## [Supplied information]
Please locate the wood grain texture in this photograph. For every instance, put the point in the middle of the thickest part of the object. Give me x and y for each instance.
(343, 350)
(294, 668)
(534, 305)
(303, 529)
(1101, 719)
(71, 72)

## [What you have to do]
Copy the records above word for word, leaving nothing out.

## [Response for this exercise]
Please locate the wood grain texture in this photograph. For every instance, put the point in the middle of the thickest part of the object. Give me x and y for each instance.
(343, 350)
(294, 668)
(534, 305)
(303, 529)
(1101, 719)
(71, 72)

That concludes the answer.